*YOUR GOAL*. Exactly the lines from the start of the data below through the line that contains "query: unopened bud" are to be copied, with pictures left out.

START EXERCISE DATA

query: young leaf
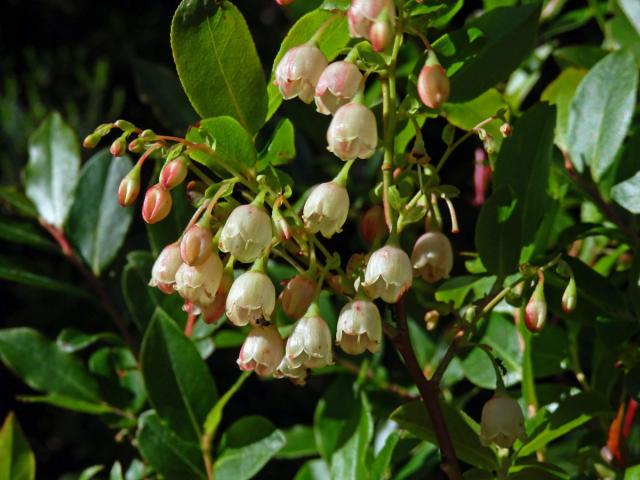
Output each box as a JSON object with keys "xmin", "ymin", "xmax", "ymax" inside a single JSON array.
[
  {"xmin": 137, "ymin": 411, "xmax": 207, "ymax": 480},
  {"xmin": 566, "ymin": 50, "xmax": 638, "ymax": 179},
  {"xmin": 0, "ymin": 412, "xmax": 36, "ymax": 480},
  {"xmin": 25, "ymin": 112, "xmax": 80, "ymax": 228},
  {"xmin": 140, "ymin": 308, "xmax": 218, "ymax": 441},
  {"xmin": 67, "ymin": 150, "xmax": 133, "ymax": 276},
  {"xmin": 171, "ymin": 0, "xmax": 267, "ymax": 133}
]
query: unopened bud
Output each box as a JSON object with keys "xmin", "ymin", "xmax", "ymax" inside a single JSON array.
[
  {"xmin": 272, "ymin": 206, "xmax": 292, "ymax": 242},
  {"xmin": 142, "ymin": 184, "xmax": 172, "ymax": 224},
  {"xmin": 360, "ymin": 205, "xmax": 387, "ymax": 246},
  {"xmin": 424, "ymin": 310, "xmax": 439, "ymax": 330},
  {"xmin": 562, "ymin": 277, "xmax": 577, "ymax": 314},
  {"xmin": 118, "ymin": 165, "xmax": 141, "ymax": 207},
  {"xmin": 369, "ymin": 10, "xmax": 393, "ymax": 52},
  {"xmin": 180, "ymin": 224, "xmax": 212, "ymax": 266},
  {"xmin": 525, "ymin": 273, "xmax": 547, "ymax": 333},
  {"xmin": 82, "ymin": 133, "xmax": 101, "ymax": 149},
  {"xmin": 115, "ymin": 119, "xmax": 136, "ymax": 132},
  {"xmin": 140, "ymin": 129, "xmax": 156, "ymax": 140},
  {"xmin": 417, "ymin": 64, "xmax": 450, "ymax": 109},
  {"xmin": 186, "ymin": 180, "xmax": 206, "ymax": 206},
  {"xmin": 128, "ymin": 138, "xmax": 145, "ymax": 153},
  {"xmin": 280, "ymin": 274, "xmax": 316, "ymax": 320},
  {"xmin": 160, "ymin": 157, "xmax": 188, "ymax": 190},
  {"xmin": 473, "ymin": 148, "xmax": 492, "ymax": 207},
  {"xmin": 110, "ymin": 137, "xmax": 126, "ymax": 157},
  {"xmin": 500, "ymin": 123, "xmax": 512, "ymax": 137}
]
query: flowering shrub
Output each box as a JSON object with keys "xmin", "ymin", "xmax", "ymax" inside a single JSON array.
[{"xmin": 2, "ymin": 0, "xmax": 640, "ymax": 479}]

END EXERCISE DATA

*EXPECTED OUTPUT*.
query: young leaf
Output each box as a JSON object with keys "xmin", "ymin", "xmax", "ymax" inside a single JSON array.
[
  {"xmin": 137, "ymin": 411, "xmax": 207, "ymax": 480},
  {"xmin": 566, "ymin": 50, "xmax": 638, "ymax": 179},
  {"xmin": 0, "ymin": 412, "xmax": 36, "ymax": 480},
  {"xmin": 25, "ymin": 112, "xmax": 80, "ymax": 228},
  {"xmin": 140, "ymin": 308, "xmax": 218, "ymax": 441},
  {"xmin": 67, "ymin": 150, "xmax": 133, "ymax": 276},
  {"xmin": 171, "ymin": 0, "xmax": 267, "ymax": 133}
]
query: unopened bud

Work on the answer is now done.